_Excerpt:_
Rhode Island General Laws
Chapter 27-64 - The Protected Cell Companies Act
Section 27-64-4. - Establishment of protected cells.

§ 27-64-4. Establishment of protected cells.
(a) A protected cell company may establish one or more protected cells, with the prior written approval of the commissioner of a plan of operation or amendments to it submitted by the protected cell company with respect to each protected cell. Upon the written approval of the commissioner of the plan of operation, which shall include, but not be limited to, the specific business objectives and investment guidelines of the protected cell, the protected cell company may, in accordance with the approved plan of operations attribute to the protected cell amounts both reflective of insurance obligations with respect to its insurance business and obligations relating to the insurance securitization and assets to fund the obligations. Each protected cell of a protected cell company shall have its own distinct name or designation, which shall include the words “protected cell.” The protected cell company shall transfer all assets attributable to each protected cell to one or more separately established and identified protected cell accounts, bearing the name or designation of that protected cell. Protected cell assets shall be held in the protected cell accounts for the purpose of satisfying the obligations of that protected cell.

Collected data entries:
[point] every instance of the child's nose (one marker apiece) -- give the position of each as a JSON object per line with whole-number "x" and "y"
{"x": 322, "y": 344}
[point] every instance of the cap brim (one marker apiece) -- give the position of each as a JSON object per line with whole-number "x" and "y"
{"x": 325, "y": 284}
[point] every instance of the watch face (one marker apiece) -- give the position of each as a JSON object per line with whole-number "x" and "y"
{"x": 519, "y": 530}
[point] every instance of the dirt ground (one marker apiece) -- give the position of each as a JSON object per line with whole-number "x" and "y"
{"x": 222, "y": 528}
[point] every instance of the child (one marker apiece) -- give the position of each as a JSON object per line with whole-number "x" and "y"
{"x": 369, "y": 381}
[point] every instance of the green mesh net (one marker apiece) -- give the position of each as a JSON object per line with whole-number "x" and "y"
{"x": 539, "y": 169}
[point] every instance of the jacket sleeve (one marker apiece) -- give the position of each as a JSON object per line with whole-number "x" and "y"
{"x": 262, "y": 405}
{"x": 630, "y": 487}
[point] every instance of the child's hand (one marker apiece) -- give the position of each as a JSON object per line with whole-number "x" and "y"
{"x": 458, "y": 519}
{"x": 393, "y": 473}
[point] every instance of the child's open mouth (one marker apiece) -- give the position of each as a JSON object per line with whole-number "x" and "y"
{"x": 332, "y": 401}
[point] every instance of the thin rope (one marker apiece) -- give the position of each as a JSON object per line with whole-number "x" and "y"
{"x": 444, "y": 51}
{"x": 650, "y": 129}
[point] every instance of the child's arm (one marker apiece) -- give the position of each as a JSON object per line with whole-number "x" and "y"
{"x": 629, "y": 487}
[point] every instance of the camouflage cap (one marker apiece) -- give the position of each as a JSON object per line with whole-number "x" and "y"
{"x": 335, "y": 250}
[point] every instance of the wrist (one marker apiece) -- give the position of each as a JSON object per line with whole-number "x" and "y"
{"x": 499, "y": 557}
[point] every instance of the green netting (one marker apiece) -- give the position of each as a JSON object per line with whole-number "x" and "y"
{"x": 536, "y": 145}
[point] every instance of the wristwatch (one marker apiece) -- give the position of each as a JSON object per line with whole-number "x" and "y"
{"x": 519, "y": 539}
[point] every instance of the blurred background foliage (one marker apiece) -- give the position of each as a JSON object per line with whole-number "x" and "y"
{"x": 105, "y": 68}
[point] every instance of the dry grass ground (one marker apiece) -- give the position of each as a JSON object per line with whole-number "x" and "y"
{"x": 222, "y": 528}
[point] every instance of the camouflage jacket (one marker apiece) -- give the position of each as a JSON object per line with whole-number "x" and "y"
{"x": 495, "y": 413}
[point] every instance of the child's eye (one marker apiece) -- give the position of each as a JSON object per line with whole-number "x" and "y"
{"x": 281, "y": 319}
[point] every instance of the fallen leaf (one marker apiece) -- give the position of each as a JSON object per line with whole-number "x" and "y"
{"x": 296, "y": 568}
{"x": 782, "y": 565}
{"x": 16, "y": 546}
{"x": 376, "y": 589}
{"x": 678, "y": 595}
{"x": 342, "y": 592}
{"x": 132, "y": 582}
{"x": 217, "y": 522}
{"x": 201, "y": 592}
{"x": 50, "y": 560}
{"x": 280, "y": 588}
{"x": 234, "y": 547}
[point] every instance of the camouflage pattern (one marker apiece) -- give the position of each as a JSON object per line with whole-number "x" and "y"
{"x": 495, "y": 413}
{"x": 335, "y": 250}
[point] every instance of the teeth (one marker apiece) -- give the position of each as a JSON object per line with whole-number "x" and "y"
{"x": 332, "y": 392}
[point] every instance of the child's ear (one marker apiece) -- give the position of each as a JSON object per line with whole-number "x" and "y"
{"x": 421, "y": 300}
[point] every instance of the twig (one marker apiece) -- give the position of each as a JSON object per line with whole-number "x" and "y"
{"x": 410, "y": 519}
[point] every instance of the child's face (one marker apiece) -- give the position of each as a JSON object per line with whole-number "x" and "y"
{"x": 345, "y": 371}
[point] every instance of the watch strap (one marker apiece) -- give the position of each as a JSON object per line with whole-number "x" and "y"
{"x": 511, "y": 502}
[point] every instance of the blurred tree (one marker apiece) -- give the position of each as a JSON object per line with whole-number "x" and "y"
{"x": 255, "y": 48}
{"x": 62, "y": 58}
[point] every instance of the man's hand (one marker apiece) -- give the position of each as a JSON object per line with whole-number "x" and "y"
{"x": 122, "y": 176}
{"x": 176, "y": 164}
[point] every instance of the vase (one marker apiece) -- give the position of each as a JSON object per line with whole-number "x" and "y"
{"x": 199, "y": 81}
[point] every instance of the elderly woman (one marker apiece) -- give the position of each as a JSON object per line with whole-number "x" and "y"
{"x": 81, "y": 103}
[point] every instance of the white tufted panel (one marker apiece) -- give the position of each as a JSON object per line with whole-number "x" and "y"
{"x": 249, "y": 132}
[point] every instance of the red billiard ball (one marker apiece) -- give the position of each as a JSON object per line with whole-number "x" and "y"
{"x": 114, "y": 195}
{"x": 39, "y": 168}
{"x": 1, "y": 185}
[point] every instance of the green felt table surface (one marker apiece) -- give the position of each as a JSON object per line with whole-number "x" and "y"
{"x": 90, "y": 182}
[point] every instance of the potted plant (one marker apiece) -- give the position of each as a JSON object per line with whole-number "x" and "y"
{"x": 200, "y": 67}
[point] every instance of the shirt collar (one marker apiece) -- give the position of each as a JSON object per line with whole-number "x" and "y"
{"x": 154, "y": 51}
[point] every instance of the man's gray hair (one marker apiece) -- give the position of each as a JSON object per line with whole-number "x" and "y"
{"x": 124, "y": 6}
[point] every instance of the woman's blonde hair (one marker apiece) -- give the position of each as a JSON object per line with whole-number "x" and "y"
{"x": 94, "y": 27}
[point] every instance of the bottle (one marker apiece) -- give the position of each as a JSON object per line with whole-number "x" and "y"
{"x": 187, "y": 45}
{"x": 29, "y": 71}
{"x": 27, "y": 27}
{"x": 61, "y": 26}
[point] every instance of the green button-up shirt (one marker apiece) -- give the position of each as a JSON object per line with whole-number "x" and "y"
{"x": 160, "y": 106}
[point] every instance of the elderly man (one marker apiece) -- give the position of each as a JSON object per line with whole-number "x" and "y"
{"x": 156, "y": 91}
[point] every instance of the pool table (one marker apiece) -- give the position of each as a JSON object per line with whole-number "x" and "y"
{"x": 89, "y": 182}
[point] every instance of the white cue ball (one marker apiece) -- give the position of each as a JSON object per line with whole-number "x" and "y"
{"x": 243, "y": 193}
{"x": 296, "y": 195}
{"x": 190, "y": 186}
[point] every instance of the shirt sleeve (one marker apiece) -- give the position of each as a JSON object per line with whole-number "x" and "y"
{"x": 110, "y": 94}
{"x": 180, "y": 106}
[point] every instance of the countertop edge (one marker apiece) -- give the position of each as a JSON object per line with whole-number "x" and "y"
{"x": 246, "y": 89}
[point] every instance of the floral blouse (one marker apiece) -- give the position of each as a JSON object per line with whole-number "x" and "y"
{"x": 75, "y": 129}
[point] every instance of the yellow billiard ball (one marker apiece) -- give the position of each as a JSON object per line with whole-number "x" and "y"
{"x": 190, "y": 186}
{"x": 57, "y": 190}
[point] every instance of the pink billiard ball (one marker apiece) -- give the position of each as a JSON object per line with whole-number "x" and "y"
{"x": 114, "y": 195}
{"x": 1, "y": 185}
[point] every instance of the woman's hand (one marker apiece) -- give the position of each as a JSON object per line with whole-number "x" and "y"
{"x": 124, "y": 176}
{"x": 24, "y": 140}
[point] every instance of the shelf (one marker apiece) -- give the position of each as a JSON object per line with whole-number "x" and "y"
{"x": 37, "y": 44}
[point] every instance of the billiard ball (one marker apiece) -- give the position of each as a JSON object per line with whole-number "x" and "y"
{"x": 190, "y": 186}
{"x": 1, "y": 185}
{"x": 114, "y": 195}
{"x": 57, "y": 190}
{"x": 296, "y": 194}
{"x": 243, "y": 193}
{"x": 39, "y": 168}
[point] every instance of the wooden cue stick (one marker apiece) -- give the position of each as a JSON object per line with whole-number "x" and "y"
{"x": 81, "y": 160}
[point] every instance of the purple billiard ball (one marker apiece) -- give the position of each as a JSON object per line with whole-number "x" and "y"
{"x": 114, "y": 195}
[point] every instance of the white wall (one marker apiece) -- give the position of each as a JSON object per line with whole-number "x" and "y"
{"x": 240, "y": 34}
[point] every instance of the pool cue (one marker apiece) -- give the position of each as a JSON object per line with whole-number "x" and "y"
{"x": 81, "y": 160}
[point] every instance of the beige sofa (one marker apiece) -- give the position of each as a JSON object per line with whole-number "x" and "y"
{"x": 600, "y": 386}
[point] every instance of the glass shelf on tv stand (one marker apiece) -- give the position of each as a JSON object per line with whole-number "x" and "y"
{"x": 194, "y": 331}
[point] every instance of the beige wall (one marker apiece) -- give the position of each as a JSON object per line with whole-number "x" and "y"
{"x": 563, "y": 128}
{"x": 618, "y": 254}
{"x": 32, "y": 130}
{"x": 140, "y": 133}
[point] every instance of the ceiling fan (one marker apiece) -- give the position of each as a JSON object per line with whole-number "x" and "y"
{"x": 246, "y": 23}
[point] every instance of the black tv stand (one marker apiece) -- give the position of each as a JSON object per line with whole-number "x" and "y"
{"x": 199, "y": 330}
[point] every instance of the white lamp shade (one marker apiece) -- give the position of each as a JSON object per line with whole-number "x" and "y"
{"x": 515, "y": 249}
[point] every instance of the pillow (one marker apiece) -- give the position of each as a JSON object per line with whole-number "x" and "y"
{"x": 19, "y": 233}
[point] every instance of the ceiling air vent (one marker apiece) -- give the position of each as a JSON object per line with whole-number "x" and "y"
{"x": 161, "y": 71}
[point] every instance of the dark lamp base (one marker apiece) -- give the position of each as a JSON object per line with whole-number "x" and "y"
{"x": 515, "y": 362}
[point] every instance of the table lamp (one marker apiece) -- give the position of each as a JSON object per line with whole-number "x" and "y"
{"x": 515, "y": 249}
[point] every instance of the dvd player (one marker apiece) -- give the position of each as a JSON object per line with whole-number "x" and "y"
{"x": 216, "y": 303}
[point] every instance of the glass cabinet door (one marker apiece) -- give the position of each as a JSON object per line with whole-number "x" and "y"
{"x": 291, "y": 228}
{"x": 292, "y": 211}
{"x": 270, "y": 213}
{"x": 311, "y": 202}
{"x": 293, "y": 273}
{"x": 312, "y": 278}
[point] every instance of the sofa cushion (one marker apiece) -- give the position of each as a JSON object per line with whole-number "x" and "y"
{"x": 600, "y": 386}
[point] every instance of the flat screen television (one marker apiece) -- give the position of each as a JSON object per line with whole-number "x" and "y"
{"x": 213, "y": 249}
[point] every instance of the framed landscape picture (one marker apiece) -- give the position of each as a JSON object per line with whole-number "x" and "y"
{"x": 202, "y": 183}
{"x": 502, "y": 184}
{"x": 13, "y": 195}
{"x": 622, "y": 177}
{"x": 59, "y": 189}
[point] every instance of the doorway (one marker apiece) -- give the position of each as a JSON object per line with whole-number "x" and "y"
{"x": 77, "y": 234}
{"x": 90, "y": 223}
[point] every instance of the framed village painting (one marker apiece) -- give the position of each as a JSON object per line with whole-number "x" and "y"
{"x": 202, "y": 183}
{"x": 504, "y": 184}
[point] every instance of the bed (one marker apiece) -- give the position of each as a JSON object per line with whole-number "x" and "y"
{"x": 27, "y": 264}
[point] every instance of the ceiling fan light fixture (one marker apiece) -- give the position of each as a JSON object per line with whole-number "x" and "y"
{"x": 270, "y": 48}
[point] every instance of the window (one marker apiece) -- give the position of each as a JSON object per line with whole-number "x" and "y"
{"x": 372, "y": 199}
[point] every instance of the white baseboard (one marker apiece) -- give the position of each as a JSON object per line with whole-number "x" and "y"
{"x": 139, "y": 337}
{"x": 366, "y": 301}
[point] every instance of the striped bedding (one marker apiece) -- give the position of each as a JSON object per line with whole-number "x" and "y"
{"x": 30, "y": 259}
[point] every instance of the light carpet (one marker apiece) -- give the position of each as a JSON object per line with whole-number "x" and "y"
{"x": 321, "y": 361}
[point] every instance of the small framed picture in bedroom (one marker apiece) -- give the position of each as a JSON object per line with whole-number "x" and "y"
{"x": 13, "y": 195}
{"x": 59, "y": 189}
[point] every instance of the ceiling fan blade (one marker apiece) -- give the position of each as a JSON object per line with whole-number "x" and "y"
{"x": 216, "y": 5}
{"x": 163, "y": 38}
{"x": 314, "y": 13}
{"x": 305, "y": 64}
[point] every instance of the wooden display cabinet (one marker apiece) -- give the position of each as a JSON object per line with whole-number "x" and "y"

_Work instructions:_
1 - Translate this sentence from the protected cells statute into Spanish: "Each protected cell of a protected cell company shall have its own distinct name or designation, which shall include the words “protected cell.”"
2 - In the protected cells statute, whose prior written approval does a protected cell company need before establishing protected cells?
3 - Proceed with the Rhode Island statute on establishing protected cells, picking up right after its last sentence.

_Per-task answers:_
1 - Cada celda protegida de una compañía de celdas protegidas deberá tener su propio nombre o designación distintivos, que incluirá las palabras “celda protegida”.

2 - The commissioner's.

3 -
(b) All attributions of assets and liabilities between a protected cell and the general account shall be in accordance with the plan of operation approved by the commissioner or shall be otherwise approved by the commissioner. Unless otherwise approved by the commissioner, no other attribution of assets or liabilities may be made by a protected cell company between the protected cell company’s general account and one or more of its protected cells. Any attribution of assets and liabilities between the general account and a protected cell, or from investors in the form of principal on a debt instrument issued by a protected cell company in connection with a protected cell company securitization shall be in cash or readily marketable securities with established market values unless otherwise approved in advance in writing by the commissioner.
(c) The creation of a protected cell does not create, in respect of that protected cell, a legal person separate from the protected cell company. Amounts attributed to a protected cell under this chapter, including assets transferred to a protected cell account, are owned by the protected cell company and the protected cell company may not be, nor hold itself out to be, a trustee with respect to those protected cell assets of that protected cell account. Notwithstanding the foregoing, the protected cell company may allow for a security interest to attach to protected cell assets or a protected cell account when in favor of a creditor of the protected cell and otherwise allowed under applicable law.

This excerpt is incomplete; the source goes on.